(Extract to read):

-- BEGIN --

University Of Arizona Hit With $2M Sex Bias Suit By Dean

Posted January 22nd, 2018.

As It Appeared On

By Vin Gurrieri
Law360, New York (January 22, 2018, 8:11 PM EST) — A former dean at the University of Arizona who specializes in gender studies filed a $2 million collective action Monday alleging the school systematically underpays its female deans and gives preferential treatment to their male counterparts, and that its academic head made sexually demeaning remarks toward women.

Dr. Patricia MacCorquodale filed suit in Arizona federal court against the Arizona Board of Regents — a corporate entity that oversees the state’s public universities — alleging that she and other female deans have been drastically underpaid for years, in violation of the Equal Pay Act.

-- END --

(Work to complete):
#1 In the lawsuit article, which federal law is the University of Arizona said to have violated?
#2 Rewrite the lawsuit article starting with "Posted January 22nd, 2018." and going on through "Equal Pay Act.", with "deans" changed to "administrators".

(Raw data):

-- BEGIN --

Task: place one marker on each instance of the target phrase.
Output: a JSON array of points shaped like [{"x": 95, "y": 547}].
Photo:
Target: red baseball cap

-- END --

(Answer set):
#1 The Equal Pay Act.

#2
Posted January 22nd, 2018.

As It Appeared On

By Vin Gurrieri
Law360, New York (January 22, 2018, 8:11 PM EST) — A former dean at the University of Arizona who specializes in gender studies filed a $2 million collective action Monday alleging the school systematically underpays its female administrators and gives preferential treatment to their male counterparts, and that its academic head made sexually demeaning remarks toward women.

Dr. Patricia MacCorquodale filed suit in Arizona federal court against the Arizona Board of Regents — a corporate entity that oversees the state’s public universities — alleging that she and other female administrators have been drastically underpaid for years, in violation of the Equal Pay Act.